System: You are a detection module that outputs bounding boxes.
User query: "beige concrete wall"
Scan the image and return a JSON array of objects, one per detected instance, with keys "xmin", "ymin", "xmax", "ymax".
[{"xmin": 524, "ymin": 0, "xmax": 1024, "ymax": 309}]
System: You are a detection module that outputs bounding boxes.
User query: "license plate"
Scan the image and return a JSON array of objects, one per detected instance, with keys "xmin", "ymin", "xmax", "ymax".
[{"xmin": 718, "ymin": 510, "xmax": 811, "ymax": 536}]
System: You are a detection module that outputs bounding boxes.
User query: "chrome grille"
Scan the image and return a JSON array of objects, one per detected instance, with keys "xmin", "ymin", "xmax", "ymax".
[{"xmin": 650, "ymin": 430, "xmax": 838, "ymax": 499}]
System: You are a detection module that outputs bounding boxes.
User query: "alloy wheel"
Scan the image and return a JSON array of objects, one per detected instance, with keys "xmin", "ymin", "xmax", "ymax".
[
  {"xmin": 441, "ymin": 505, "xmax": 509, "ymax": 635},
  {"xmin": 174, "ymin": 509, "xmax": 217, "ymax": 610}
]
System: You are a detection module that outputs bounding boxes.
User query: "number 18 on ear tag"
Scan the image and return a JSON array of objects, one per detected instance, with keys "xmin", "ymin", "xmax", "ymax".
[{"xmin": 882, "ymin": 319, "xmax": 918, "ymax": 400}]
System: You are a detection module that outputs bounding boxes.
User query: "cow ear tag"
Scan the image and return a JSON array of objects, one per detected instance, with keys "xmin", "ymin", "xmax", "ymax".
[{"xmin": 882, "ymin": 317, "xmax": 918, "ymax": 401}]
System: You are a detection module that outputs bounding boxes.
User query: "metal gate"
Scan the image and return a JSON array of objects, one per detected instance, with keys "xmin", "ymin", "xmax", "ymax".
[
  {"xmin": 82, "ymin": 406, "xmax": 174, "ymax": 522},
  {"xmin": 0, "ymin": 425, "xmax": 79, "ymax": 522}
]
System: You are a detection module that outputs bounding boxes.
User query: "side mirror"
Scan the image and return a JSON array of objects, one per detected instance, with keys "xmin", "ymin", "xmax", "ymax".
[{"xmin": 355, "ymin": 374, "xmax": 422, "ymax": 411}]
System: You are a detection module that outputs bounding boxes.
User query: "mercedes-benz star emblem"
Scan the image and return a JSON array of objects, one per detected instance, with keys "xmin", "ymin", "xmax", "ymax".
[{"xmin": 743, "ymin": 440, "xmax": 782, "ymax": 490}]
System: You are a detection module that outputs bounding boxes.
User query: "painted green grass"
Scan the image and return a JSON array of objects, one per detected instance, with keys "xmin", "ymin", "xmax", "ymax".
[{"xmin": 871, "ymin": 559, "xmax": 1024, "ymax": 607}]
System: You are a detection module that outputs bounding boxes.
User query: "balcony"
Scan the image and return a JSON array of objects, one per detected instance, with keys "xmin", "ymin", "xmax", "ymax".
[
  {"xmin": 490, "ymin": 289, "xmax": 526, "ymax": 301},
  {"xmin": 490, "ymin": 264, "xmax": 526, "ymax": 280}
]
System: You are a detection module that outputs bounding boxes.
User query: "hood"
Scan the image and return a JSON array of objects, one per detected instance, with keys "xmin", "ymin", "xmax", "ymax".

┄┄┄┄┄┄

* AIM:
Find each line in the data above that contains the word "query" and copy those lines out.

* SOLUTION FOR THIS TASK:
User query: "beige concrete wall"
User query: "license plate"
User query: "chrome grille"
User query: "alloy wheel"
User query: "number 18 on ear tag"
User query: "cow ear tag"
User query: "metal gate"
User query: "side mirror"
User query: "mercedes-benz star emblem"
User query: "painted green grass"
User query: "balcony"
User query: "hood"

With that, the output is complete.